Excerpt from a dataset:
-.-.-

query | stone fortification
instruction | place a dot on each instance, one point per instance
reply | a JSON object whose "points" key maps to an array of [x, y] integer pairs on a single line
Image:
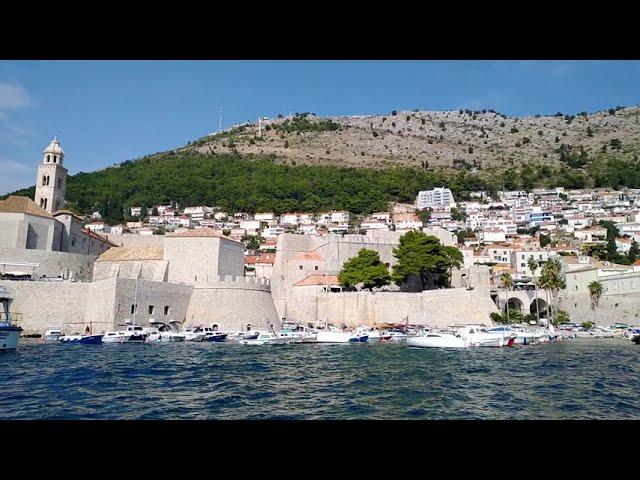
{"points": [[50, 264], [232, 303], [435, 308]]}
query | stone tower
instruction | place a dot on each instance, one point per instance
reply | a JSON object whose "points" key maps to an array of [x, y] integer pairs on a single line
{"points": [[51, 183]]}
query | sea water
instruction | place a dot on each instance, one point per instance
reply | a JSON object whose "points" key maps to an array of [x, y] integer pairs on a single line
{"points": [[576, 379]]}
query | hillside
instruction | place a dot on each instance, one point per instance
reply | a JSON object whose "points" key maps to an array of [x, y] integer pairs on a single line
{"points": [[359, 164], [474, 140]]}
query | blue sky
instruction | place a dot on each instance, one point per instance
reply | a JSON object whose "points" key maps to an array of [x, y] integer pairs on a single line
{"points": [[107, 112]]}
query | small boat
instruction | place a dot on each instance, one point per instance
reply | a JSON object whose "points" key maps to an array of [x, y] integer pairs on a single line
{"points": [[338, 336], [9, 332], [132, 334], [52, 334], [84, 339], [164, 337], [464, 337], [437, 340], [264, 338]]}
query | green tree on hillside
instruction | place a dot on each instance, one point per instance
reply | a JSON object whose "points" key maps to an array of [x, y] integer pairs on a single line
{"points": [[423, 255], [365, 268], [596, 290]]}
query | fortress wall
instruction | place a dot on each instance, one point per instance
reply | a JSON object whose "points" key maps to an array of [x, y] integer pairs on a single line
{"points": [[232, 305], [436, 308], [612, 308], [135, 240], [145, 293], [45, 304], [154, 270], [52, 264], [230, 257]]}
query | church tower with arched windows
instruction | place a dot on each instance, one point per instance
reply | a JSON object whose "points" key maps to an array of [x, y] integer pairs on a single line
{"points": [[51, 183]]}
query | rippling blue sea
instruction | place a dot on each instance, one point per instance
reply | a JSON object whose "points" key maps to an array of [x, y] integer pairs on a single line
{"points": [[580, 379]]}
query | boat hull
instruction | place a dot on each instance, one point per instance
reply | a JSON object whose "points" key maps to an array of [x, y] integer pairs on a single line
{"points": [[336, 337], [437, 341], [9, 338], [84, 339]]}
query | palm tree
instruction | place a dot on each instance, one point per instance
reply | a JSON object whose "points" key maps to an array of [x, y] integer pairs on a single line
{"points": [[552, 279], [507, 283], [595, 291], [533, 266]]}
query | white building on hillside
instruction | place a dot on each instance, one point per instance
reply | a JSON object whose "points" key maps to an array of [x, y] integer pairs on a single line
{"points": [[436, 197]]}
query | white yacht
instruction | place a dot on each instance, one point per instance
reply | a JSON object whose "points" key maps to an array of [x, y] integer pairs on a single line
{"points": [[264, 338], [131, 334], [9, 332], [52, 334], [338, 336], [437, 340], [464, 337]]}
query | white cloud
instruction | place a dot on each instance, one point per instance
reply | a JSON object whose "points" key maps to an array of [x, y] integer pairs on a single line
{"points": [[13, 97]]}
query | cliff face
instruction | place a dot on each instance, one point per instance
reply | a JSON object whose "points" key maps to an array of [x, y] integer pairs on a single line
{"points": [[459, 139]]}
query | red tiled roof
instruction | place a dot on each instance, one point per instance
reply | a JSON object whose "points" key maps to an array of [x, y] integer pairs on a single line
{"points": [[309, 256], [267, 258], [318, 279]]}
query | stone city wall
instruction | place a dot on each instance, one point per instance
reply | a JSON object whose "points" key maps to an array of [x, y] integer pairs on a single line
{"points": [[48, 304], [436, 308], [135, 240], [52, 264], [232, 304]]}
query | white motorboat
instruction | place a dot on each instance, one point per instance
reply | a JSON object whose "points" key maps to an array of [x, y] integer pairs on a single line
{"points": [[190, 335], [397, 336], [264, 338], [131, 334], [338, 336], [464, 337], [52, 334], [437, 340], [116, 337], [9, 332], [375, 335]]}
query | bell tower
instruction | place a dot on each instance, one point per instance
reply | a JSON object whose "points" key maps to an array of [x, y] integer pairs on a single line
{"points": [[51, 183]]}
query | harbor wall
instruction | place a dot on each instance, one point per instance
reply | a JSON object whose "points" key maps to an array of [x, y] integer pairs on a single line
{"points": [[623, 308], [232, 303], [51, 264], [435, 308], [45, 304]]}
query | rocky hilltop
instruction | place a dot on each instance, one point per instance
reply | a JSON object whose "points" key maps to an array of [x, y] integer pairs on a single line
{"points": [[462, 139]]}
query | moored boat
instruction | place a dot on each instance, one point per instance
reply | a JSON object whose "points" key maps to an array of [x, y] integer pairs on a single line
{"points": [[52, 334], [84, 339], [264, 338], [9, 332]]}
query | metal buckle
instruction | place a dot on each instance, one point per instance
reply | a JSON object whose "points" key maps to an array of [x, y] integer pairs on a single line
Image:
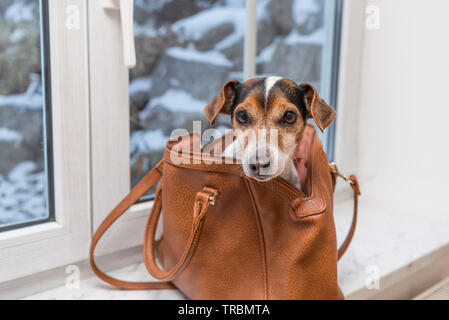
{"points": [[213, 197], [334, 169]]}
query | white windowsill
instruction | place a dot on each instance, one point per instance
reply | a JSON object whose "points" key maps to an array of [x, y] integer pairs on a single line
{"points": [[410, 253]]}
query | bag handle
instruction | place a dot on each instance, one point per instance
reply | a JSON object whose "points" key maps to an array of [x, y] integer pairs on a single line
{"points": [[352, 180], [203, 199]]}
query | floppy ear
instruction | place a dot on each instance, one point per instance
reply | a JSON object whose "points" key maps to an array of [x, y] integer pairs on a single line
{"points": [[322, 113], [222, 103]]}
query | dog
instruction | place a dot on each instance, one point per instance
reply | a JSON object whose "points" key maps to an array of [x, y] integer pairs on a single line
{"points": [[268, 117]]}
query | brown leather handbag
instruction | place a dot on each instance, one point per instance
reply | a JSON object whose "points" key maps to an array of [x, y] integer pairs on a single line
{"points": [[226, 236]]}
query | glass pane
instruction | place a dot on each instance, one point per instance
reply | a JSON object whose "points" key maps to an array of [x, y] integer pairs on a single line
{"points": [[298, 39], [23, 174], [186, 50]]}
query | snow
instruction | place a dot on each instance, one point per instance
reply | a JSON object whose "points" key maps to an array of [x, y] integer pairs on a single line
{"points": [[19, 11], [140, 84], [266, 55], [302, 9], [8, 135], [207, 57], [22, 101], [317, 37], [22, 195], [175, 100], [196, 26]]}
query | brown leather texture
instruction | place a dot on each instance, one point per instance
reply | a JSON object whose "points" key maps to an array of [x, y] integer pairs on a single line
{"points": [[259, 240]]}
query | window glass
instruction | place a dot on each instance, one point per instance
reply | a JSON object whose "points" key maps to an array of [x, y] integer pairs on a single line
{"points": [[23, 156], [186, 50], [297, 39]]}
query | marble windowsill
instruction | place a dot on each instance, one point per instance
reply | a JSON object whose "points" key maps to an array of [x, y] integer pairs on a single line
{"points": [[387, 240]]}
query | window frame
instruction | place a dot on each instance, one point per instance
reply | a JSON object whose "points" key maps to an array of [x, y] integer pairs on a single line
{"points": [[91, 143], [47, 136], [110, 143], [47, 245]]}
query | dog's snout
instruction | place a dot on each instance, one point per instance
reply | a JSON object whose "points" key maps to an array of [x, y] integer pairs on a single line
{"points": [[258, 165]]}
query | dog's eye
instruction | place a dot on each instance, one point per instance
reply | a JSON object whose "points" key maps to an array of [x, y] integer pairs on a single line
{"points": [[289, 117], [242, 117]]}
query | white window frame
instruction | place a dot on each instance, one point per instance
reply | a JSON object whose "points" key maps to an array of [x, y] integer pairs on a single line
{"points": [[110, 131], [41, 247], [91, 139]]}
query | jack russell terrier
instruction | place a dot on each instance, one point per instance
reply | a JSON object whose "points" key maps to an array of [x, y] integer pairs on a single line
{"points": [[268, 117]]}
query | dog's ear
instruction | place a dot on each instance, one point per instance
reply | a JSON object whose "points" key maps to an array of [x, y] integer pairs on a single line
{"points": [[322, 113], [222, 103]]}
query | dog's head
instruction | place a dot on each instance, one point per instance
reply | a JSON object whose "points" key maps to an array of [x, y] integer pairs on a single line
{"points": [[269, 117]]}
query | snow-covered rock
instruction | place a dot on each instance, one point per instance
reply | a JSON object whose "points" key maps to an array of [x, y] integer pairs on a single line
{"points": [[199, 73], [296, 60]]}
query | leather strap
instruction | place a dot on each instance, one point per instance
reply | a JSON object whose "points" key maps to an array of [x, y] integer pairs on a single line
{"points": [[355, 188], [202, 203], [136, 193]]}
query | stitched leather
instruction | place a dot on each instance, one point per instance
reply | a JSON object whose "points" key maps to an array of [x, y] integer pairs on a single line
{"points": [[259, 241]]}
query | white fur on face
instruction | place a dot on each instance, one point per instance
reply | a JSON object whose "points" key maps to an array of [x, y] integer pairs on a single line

-.-.-

Extract, exactly, the lines above that begin at the line containing "query | dog's head" and end at the final line of the records; add no other text.

▸ **Solution to the problem**
query | dog's head
instruction | place a dot on each instance, one point per instance
reply | a JSON object whose "points" key maps to an array of [x, y] integer pairs on a single line
{"points": [[269, 117]]}
query | snow-covered rock
instruction | place a dot on each instance, one point per instance
reply | a JSON object whose "points" key maps to an array of [x, y] integer pairs on a single line
{"points": [[199, 73], [296, 60]]}
query | leather strap
instruction | place a dot on each instance, one point per instance
reply | a JSON object whose "points" key maps to an array of [x, y] integer pairs on a single line
{"points": [[355, 188], [202, 203], [136, 193]]}
query | stitched leather
instruction | place a dot on each instance, one point per instance
reply | a JSON object whose "points" key maps to an array of [x, y] integer pairs on a single line
{"points": [[259, 241]]}
query | white fur on face
instruction | place a dot on each instance, one point per instance
reply | a JSON object whose "points" key maps to an array of [x, y] integer pairs on a single line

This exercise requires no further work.